- _Exercise_:
Go through the entries and set each one down exactly.

- _Available data_:
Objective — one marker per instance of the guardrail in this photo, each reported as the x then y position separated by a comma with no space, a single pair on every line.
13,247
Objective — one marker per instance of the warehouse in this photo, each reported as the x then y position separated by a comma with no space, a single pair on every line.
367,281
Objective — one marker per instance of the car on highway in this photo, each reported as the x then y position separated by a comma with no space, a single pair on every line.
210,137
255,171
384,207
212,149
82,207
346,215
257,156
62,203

- _The answer_:
Objective — one marker per instance of the guardrail in this photo, each reported as the x then y position separated by a comma with no space, a single pair on every line.
13,247
Objective — one marker per instance of the warehouse in this photo, each reported as the x then y position separated by a comma with no space, a single pair on every line.
367,281
Objective — one marker per instance of the car on highway in this photo, each reported as the x then y position separated by a comma with no space, a single pair on every line.
210,137
255,171
384,207
212,149
82,207
346,215
257,156
62,203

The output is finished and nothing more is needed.